- [INSTRUCTION]: Can you continue the transcript of the quarterly results call from the point where it stops?

- [QUOTED PASSAGE]:
So exploring the INR [ 3,243 ] crores realization. Okay. And Gujarat production in the quarter was approximately 142,500, approximately, number of [indiscernible].
Great. Second question pertains to the depreciation in this quarter, it seems to have come off quite a bit. Is there any one-off in this? Or this is the new level of depreciation because our capacity addition has been done at Gujarat plant?
So the depreciation that you see, is related to [ MSIL ] depreciation. And the other line item of SMG comes under the lease expenses separately. To the extent, the assets have already lived their life, the depreciation of those assets would finish in that period. So it is related. So if you look at both SMG's depreciation and our depreciation together, it is almost similar as it was last year, about the same number that you see, INR 1,060 crores in Q3 last year and INR 1,064 crores now. Not different. And even as a percentage of sales, it is at 4.8% in both these quarters.
Great. So understand that depreciation will be around this quarterly run rate of 6,000 -- or INR 640 crores, INR 650 crores, in that range, as against INR 750 crore in second quarter?
Yes, that's correct.
Great. Great. And third question pertains to -- with respect to other income. So we have seen consistent drop in other income because of increase in [indiscernible]. What should be the sustainable line of other income [indiscernible] rate of at around 6.8%, 6.6%. Should we go back to INR 500 crores, INR 550 crores a quarter, or it should be lower than this?
See, we have done two things to derisk. One is that we have shortened our tenures earlier. We used to be between 2 to 3 years of papers. Now we are down to 1-year paper, so that the risk of is minimized, given the fact that interest rates are rising. So we are on a shorter tenure. And last year, we had significant mark-to-market gains because the interest rates were going down and therefore -- and we were on 2- to 3-year papers, and therefore, the gains were significant. This year, we have, on the contrary, small mark-to-market losses. Average returns, on a 1-year yield, is now between 4.5% to 5%, depending on where the markets are. So effectively, all these are cash surplus that we carry, you should see an income of anywhere between INR 450 or thereabouts, every quarter.
Okay. Got it. That's quite helpful. And lastly, for any FOREX gains in royalty or RM cost in this quarter?
Not much movement in foreign exchange. There is a slight -- if we compare the two quarters, there's an improvement in this quarter by about INR 50 crores on the direct imports. So that's reflected in the material cost. Other than that, there is no significant change in foreign exchange.
The next question is from the line of Kumar Rakesh from BNP Paribas. Please go ahead.
My first question is on the commodity inflation side. So how much of it is still under recovered [indiscernible]? And in a scenario that commodity prices remained flat in quarters ahead, will you be passing this on, gradually, to customers?

[Dataset items]
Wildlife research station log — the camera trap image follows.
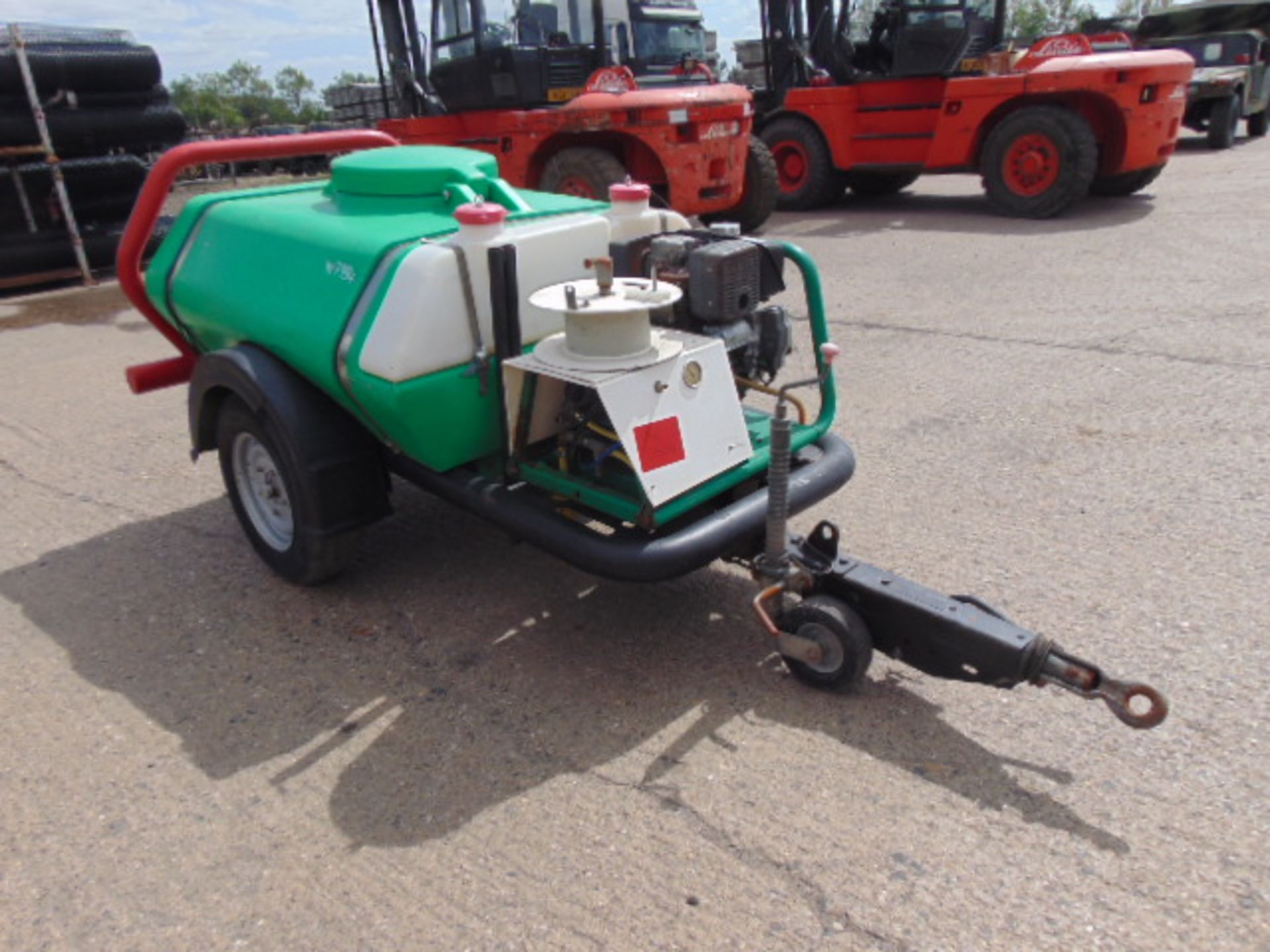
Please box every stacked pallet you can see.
[326,83,390,126]
[730,40,767,87]
[0,24,185,284]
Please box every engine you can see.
[610,230,792,389]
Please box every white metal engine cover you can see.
[503,330,753,506]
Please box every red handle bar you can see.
[117,130,400,393]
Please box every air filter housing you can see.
[689,241,763,324]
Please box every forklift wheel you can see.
[537,149,626,202]
[1208,93,1244,149]
[759,117,843,212]
[701,136,780,232]
[776,595,872,690]
[979,105,1099,218]
[216,396,360,585]
[1247,106,1270,138]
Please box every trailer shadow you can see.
[763,190,1154,240]
[0,487,1129,853]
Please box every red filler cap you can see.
[609,179,653,202]
[454,202,507,225]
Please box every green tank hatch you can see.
[331,146,498,198]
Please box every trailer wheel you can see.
[842,171,921,198]
[701,136,780,231]
[538,147,626,202]
[216,396,360,585]
[1208,93,1242,149]
[1089,165,1165,197]
[759,117,843,212]
[1247,106,1270,138]
[776,595,872,690]
[979,105,1099,218]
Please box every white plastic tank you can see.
[359,202,611,382]
[607,179,690,241]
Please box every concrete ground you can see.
[0,139,1270,952]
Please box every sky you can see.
[4,0,1113,89]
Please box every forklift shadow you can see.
[763,190,1154,241]
[1165,132,1260,157]
[0,487,1129,853]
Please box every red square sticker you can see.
[635,416,687,472]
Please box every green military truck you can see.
[1138,3,1270,149]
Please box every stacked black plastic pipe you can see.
[0,25,185,279]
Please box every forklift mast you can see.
[368,0,444,116]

- [WRITTEN RESPONSE]:
So we have been -- we have been taking a series of actions, internally, with respect to the unprecedented commodity increase. We have worked very hard to reduce our cost. We have also been working hard to reduce -- reduce the cost [ restructuring ] exercises on the material side, [ vigorously ]. There have been price increases that we have taken, over the last one year, to offset the price increase, although it's always a painful decision to take frequent price increases, given the -- the cost of ownership continues to go up. And as Shashank mentioned that one of the reasons of the drop in industry in '19, '20, was the cost of ownership going up. So -- but we have taken price-increase actions. And the last one we took was in January, where we have increased our prices. The impact of that will be visible to you in the fourth quarter. Discounts, fortunately, in this quarter, this has been happening much lower, compared to last year. Also, because of the shortage of cars in the -- with the OEMs. So I think, all these factors will play out, in terms of how the commodity price will be mitigated.
How much was the under recovery on the commodity side?
Commodities have gone up on a sequential -- last year, average basis, by about 10%, right? And we -- and we have done quite a bit of price correction.[Technical Difficulty]So we've done quite a bit of price correction. There have been lower discounts in this quarter. And the impact of that is seen in this quarter, as the margins -- operating margins have gone up. But you will -- the balance impact you will see in the next quarter.
Got it. My next question was about the market share. A lot of discussion has happened on this call as well and outside as well. And Mr. Srivastava also said that white spaces is one of the areas in which we can potentially work, especially in the SUV space, to get back the market share, the overall market share. So why don't we disclose the model launch plan? And not specifically models, but at least quantify that, the number of officials or new launches, which we are planning to do this year or for a longer duration of time, say, 5 years, like many of our competitors, locally and globally, also does this. So can we get some indication about the model launch plan, not by disclosing any specific model per se?
So I have mentioned that we have always had a very strong product plan and a portfolio of [indiscernible]. And we will continue to do that. And I indicated the areas. The reason why we don't mention it specifically, is because we operate in all segments. It doesn't help by letting the market or anybody know which segments we are appearing in each models. There are -- for example, if you have a full model change in a particular model, you would expect that the current sales also to be affected. It doesn't help, actually. And that's the reason why, as a policy, we do not disclose the models that we'll be launching in the future. We don't make any specific reference to new models.
Got it. I was referring to just quantify the number of models you plan to launch, without disclosing which specifically...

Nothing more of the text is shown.